In [1]:
from google.colab import drive
drive.mount('/content/drive')

%cd /content/drive/MyDrive/News_Classification

Drive already mounted at /content/drive; to attempt to forcibly remount, call drive.mount("/content/drive", force_remount=True).
/content/drive/.shortcut-targets-by-id/1EgYdJ-mvNhzcz5FT18MSZz5pO5bmDV9d/News_Classification


In [2]:
!pip install torch
!pip install transformers



In [3]:
import os
import time
import json
import logging
from dataclasses import dataclass
from tqdm import tqdm
from functools import partial
tqdm = partial(tqdm, position=0, leave=True)


import torch
from torch import nn
from torch.nn import functional as F
from torch.utils.data import Dataset, DataLoader
from torch.utils.tensorboard import SummaryWriter

from transformers import pipeline
from transformers import AdamW
from transformers import get_linear_schedule_with_warmup

In [4]:
checkpoint_path = os.path.join(os.getcwd(), "checkpoints")
dataset_path = os.path.join(os.getcwd(), 'dataset')
test_data_path = os.path.join(dataset_path, 'processed_test.json')

In [5]:
if torch.cuda.is_available():
    device = torch.device("cuda:0")
else:
    device = torch.device("cpu")

batch_size = 8
max_token_len = 1024
temperature = 0.1
checkpoint_name_list = os.listdir(checkpoint_path)[7: 9]  # choose 3 to 4 models

In [6]:
checkpoint_name_list

['checkpoint_3249.bin', 'checkpoint_3610.bin']

In [7]:
classifier = pipeline(
    'zero-shot-classification',
    tokenizer='facebook/bart-large-mnli',
    model='facebook/bart-large-mnli',
    device=device.index,
    framework='pt',
)

In [8]:
# Reference from: https://github.com/yinwenpeng/BenchmarkingZeroShot/blob/master/src/train_yahoo.py
hypothesis_template = "This text {}."

choice_to_hypothesis = {
    "Containment and Closure Policies": [
        'is related with containment and closure policy from governments in the pandemic',
    ],
    "Economic Policies": [
        'is related with economic policy from governments in the pandemic', 
    ],
    "Health System Policies": [
        'is related with health system policy from governments in the pandemic',
    ],
    "Miscellaneous Policies": [
        'is related with miscellaneous policy from governments in the pandemic', 
    ]
}

for value in choice_to_hypothesis.values():
    value[0] = hypothesis_template.format(value[0])

════════

* ASSIGNED TASK A
Write out the news classification notebook from "import torch" up to and including "dataset_path = os.path.join(os.getcwd(), 'dataset')".
* ASSIGNED TASK B
Decide whether each statement agrees with the news classification notebook, and answer yes or no, quoting the words that settle it: (i) The batch size is set to 8. (ii) The zero-shot classification pipeline uses the model 'facebook/bart-large-mnli'. (iii) The temperature is set to 0.5.
* ASSIGNED TASK C
Continue the news classification notebook from the point where it ends.
The entries after this point are separate material with no connection to the news classification notebook.

════════

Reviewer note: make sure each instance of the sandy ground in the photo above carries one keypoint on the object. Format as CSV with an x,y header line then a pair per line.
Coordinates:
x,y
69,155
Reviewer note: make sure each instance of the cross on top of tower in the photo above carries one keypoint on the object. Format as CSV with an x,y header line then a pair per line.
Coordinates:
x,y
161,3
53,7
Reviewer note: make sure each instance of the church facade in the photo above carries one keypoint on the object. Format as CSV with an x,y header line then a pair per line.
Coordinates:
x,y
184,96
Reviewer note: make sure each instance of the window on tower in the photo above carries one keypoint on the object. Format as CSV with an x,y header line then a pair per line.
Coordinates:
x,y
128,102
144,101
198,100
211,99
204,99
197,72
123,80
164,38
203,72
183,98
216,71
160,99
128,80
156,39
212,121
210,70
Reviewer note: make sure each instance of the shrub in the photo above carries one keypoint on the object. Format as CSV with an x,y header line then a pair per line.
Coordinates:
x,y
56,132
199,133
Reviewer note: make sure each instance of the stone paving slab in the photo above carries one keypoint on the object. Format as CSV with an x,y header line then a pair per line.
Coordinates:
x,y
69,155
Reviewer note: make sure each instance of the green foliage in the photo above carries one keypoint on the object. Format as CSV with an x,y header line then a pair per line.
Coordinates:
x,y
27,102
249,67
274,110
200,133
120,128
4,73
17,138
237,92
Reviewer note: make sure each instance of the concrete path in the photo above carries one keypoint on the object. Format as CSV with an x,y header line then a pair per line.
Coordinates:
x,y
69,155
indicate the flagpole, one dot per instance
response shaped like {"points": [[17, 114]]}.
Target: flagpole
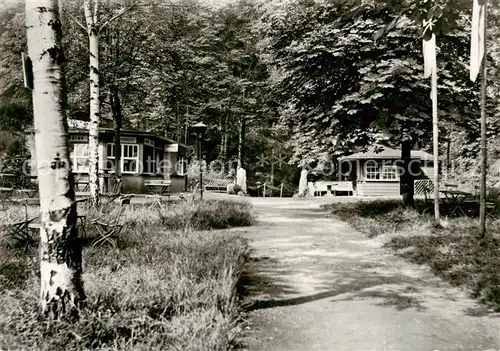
{"points": [[435, 136], [482, 198]]}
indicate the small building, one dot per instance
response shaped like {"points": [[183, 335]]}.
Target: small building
{"points": [[144, 156], [377, 171]]}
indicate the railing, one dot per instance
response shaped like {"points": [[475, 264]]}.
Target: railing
{"points": [[424, 187]]}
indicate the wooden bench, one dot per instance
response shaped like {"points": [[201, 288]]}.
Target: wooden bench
{"points": [[216, 185], [343, 187]]}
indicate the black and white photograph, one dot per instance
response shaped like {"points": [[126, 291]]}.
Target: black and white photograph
{"points": [[254, 175]]}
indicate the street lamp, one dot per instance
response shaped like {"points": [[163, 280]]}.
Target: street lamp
{"points": [[200, 129]]}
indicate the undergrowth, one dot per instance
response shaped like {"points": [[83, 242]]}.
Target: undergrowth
{"points": [[163, 289], [454, 251]]}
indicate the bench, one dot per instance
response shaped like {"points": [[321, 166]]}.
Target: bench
{"points": [[334, 187], [216, 185]]}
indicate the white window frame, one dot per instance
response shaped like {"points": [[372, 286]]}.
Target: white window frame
{"points": [[123, 158], [77, 154], [155, 163], [181, 168], [372, 170], [389, 170]]}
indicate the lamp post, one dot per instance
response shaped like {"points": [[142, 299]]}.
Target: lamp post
{"points": [[200, 129]]}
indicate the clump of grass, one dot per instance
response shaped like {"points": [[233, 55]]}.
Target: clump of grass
{"points": [[164, 290], [205, 215], [375, 218], [454, 251]]}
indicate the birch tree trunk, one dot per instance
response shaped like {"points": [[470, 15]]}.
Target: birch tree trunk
{"points": [[407, 179], [61, 286], [93, 34]]}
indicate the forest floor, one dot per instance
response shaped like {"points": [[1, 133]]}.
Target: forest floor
{"points": [[318, 284]]}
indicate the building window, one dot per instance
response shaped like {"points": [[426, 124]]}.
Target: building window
{"points": [[79, 156], [372, 172], [149, 160], [389, 172], [181, 166], [129, 157]]}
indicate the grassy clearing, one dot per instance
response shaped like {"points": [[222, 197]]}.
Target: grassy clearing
{"points": [[163, 289], [455, 252]]}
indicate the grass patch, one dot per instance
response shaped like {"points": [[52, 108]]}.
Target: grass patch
{"points": [[455, 252], [164, 289]]}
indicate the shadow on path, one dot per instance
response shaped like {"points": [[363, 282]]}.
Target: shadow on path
{"points": [[357, 286]]}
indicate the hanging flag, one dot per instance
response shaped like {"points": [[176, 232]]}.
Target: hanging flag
{"points": [[429, 48], [477, 38]]}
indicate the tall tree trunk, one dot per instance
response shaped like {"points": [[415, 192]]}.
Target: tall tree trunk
{"points": [[407, 178], [61, 288], [177, 123], [241, 143], [186, 125], [92, 32], [116, 109]]}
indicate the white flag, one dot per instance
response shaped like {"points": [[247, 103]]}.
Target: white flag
{"points": [[477, 38], [429, 48]]}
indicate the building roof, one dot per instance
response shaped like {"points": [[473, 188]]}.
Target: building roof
{"points": [[131, 132], [386, 153]]}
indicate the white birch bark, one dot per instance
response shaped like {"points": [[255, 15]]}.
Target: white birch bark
{"points": [[93, 34], [61, 288]]}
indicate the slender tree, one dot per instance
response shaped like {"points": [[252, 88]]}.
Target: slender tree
{"points": [[61, 288], [93, 35], [93, 29]]}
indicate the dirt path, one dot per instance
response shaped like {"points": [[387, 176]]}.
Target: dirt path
{"points": [[320, 285]]}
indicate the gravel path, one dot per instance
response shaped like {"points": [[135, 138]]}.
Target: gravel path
{"points": [[320, 285]]}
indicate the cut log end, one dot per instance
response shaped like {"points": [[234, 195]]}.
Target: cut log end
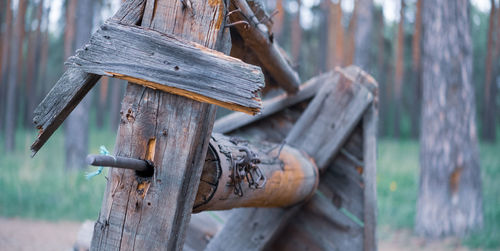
{"points": [[253, 109]]}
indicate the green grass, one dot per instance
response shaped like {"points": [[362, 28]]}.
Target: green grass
{"points": [[40, 188], [398, 165]]}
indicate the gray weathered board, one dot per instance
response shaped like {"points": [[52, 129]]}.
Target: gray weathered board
{"points": [[258, 37], [168, 63], [152, 213], [72, 87], [348, 224]]}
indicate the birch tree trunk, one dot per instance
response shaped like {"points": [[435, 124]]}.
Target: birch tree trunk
{"points": [[450, 196]]}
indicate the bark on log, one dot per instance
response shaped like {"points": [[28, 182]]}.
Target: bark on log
{"points": [[172, 131], [168, 63], [288, 176], [258, 37], [72, 87], [347, 180]]}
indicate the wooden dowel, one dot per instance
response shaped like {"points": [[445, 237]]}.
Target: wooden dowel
{"points": [[118, 162]]}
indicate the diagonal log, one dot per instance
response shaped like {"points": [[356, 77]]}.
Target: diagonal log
{"points": [[258, 37], [280, 176], [168, 63], [339, 96], [74, 84]]}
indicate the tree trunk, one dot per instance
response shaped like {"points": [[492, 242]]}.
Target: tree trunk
{"points": [[450, 195], [399, 73], [350, 45], [4, 68], [33, 62], [489, 101], [296, 38], [15, 47], [335, 35], [76, 131], [416, 68], [362, 39]]}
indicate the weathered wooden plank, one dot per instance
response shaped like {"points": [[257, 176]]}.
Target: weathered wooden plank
{"points": [[329, 119], [369, 177], [172, 131], [250, 228], [257, 36], [271, 106], [74, 84], [282, 176], [347, 179], [168, 63]]}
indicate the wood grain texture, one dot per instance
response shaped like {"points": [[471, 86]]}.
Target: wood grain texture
{"points": [[271, 106], [172, 131], [291, 176], [74, 84], [329, 119], [322, 223], [165, 62], [258, 37], [250, 228]]}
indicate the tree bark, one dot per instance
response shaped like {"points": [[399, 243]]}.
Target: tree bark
{"points": [[399, 73], [450, 195], [417, 76], [4, 68], [15, 47], [362, 39], [33, 68], [76, 130], [490, 81], [335, 35]]}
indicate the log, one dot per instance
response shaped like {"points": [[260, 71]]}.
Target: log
{"points": [[282, 176], [329, 119], [335, 102], [168, 63], [72, 87], [171, 131], [257, 36], [271, 106]]}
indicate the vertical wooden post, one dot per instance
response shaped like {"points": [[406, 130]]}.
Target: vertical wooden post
{"points": [[152, 213]]}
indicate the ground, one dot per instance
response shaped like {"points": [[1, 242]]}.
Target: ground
{"points": [[22, 234]]}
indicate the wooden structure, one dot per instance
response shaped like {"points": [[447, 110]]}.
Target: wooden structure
{"points": [[304, 166]]}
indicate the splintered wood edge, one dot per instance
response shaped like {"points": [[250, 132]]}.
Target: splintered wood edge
{"points": [[192, 95]]}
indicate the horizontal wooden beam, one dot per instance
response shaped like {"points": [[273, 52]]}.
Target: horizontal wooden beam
{"points": [[322, 129], [74, 85], [273, 105], [258, 37], [330, 117], [280, 176], [168, 63]]}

════════

* FINAL ANSWER A
import torch
from torch import nn
from torch.nn import functional as F
from torch.utils.data import Dataset, DataLoader
from torch.utils.tensorboard import SummaryWriter

from transformers import pipeline
from transformers import AdamW
from transformers import get_linear_schedule_with_warmup

In [4]:
checkpoint_path = os.path.join(os.getcwd(), "checkpoints")
dataset_path = os.path.join(os.getcwd(), 'dataset')

* FINAL ANSWER B
(i) Yes: "batch_size = 8"
(ii) Yes: "model='facebook/bart-large-mnli',"
(iii) No: "temperature = 0.1"

* FINAL ANSWER C
print(json.dumps(choice_to_hypothesis, indent=4))

{
    "Containment and Closure Policies": [
        "This text is related with containment and closure policy from governments in the pandemic."
    ],
    "Economic Policies": [
        "This text is related with economic policy from governments in the pandemic."
    ],
    "Health System Policies": [
        "This text is related with health system policy from governments in the pandemic."
    ],
    "Miscellaneous Policies": [
        "This text is related with miscellaneous policy from governments in the pandemic."
    ]
}


# Prepare Data

In [9]:
@dataclass
class CovidNewsData(object):
    id: str
    premise: str = None
    hypothesis: str = None
    label: str = None

In [10]:
class CovidNewsDataset(Dataset):
    """
    Reference from https://huggingface.co/transformers/_modules/transformers/pipelines/zero_shot_classification.html#ZeroShotClassificationPipeline.__call__
    """
    def __init__(
        self, 
        data_path=None, 
        *,
        tokenizer=None, 
        choice_to_hypothesis=None,
        target_text='summary', 
        max_token_len=1024, 
        device="cpu", 
        transform=None,
      ):
        """
        Args: 
            data_path (str): The full path of the dataset. Required.
            target_text (str): Either use 'summary' or 'article' as inputs of the model. Default: 'summary'.
            tokenizer: The model's tokenizer. Required.
        """

        assert data_path is not None, f"[self.__class__.__name__] Please specify a data path."
        assert tokenizer is not None, f"[self.__class__.__name__] Please give a tokenizer."
        assert isinstance(choice_to_hypothesis, dict), f"[self.__class__.__name__] Please give a dictionary for choices to hypothesis."
        assert target_text in ['summary', 'article'], f"[self.__class__.__name__] Please pick a target_text from either 'summary' or 'article."
        self.data_path = data_path
        self.target_text = target_text
        self.tokenizer = tokenizer
        self.choice_to_hypothesis = choice_to_hypothesis
        self.class_to_id = {
            "Contradiction": 0, 
            "Neutral": 1, 
            "Entailment": 2, 
        }
        self.max_token_len = max_token_len if max_token_len < tokenizer.model_max_length else tokenizer.model_max_length
        self.device = device
        self.transform = transform

        # Init data
        self.data_list = self._get_data()

    def __len__(self):
        return len(self.data_list)

    def __getitem__(self, idx):
        if torch.is_tensor(idx):
            idx = idx.item()

        data = self.data_list[idx]
        encoding = self.tokenizer(
            self._get_sentence_pair(data), 
            return_tensors='pt', 
            padding='max_length',
            add_special_tokens=True, 
            truncation='only_first',  # prevent from truncating the hypothesis
            max_length=self.max_token_len
        )
        encoding['input_ids'] = encoding['input_ids'].squeeze()
        encoding['attention_mask'] = encoding['attention_mask'].squeeze()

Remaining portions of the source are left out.